** Trabalho pedido **
(A) No trecho apresentado, em que tipo de navio ele teve de viajar?
(B) Indique todos os países nomeados no trecho apresentado.

** Trecho apresentado **
========================

Veio por fim para a Europa, oriundo do Brasil, após quatro épocas anteriores de outros tantos êxitos. Vindo com destino ao Roma, cuja rota acabou alterada devido a dificuldades surgidas para arranjar bilhete de passagem e por isso teve de vir num cargueiro que também transportava passageiros. O que levou a passar por Portugal, originando alteração de planos e destino. Pois quando chegou, como já era tarde para o respetivo ingresso no clube italiano, com as competições em andamento e porque o clube romano deixara de estar interessado, ele ainda pensou seguir para Espanha, mas mais uma vez houve troca de voltas ao destino. Acontecendo entretanto, que acabando por deslocar-se com o compatriota Scopelli a Lisboa, foi apresentado ao Belenenses e no Restelo fez um treino, havendo chegado a receber oferta de contrato, mas outro rumo acabaria por tomar, também dessa vez.

========================

** Dados apresentados **
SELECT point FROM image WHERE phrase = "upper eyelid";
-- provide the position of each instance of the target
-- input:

========================

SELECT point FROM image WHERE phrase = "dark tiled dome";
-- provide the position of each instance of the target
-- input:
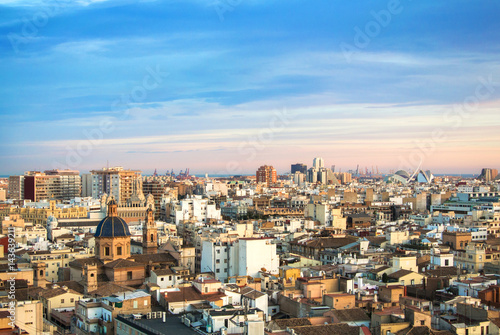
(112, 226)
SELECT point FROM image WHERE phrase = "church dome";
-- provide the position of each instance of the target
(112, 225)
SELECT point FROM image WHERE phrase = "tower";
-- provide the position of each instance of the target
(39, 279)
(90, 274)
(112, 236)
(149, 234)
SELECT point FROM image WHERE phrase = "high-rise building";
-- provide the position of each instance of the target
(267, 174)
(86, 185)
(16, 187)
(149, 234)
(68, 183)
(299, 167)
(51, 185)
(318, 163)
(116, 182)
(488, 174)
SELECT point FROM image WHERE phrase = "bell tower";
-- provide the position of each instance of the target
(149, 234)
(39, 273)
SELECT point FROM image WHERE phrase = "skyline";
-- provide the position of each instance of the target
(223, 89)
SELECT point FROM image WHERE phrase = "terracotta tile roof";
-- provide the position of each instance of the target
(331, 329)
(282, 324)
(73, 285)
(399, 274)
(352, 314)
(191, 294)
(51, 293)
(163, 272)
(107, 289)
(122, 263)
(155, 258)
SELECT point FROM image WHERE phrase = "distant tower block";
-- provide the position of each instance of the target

========================

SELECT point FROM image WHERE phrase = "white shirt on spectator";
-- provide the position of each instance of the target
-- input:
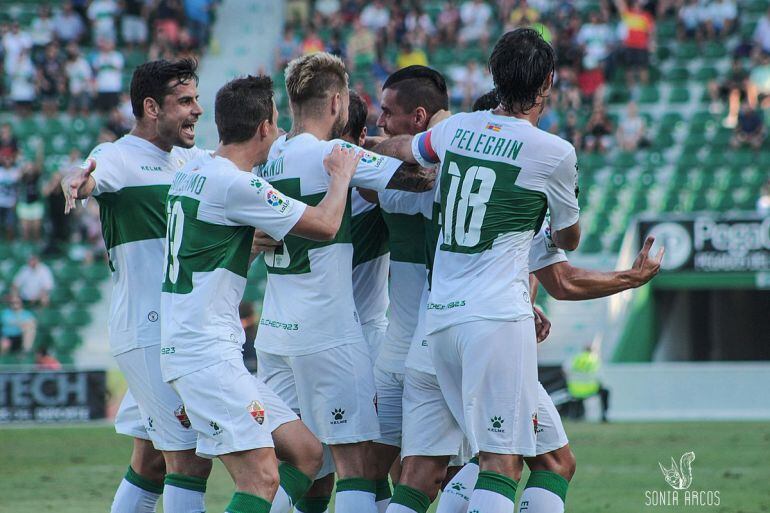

========================

** Respostas às tarefas **
(A) Num cargueiro que também transportava passageiros.

(B) Brasil, Portugal, Espanha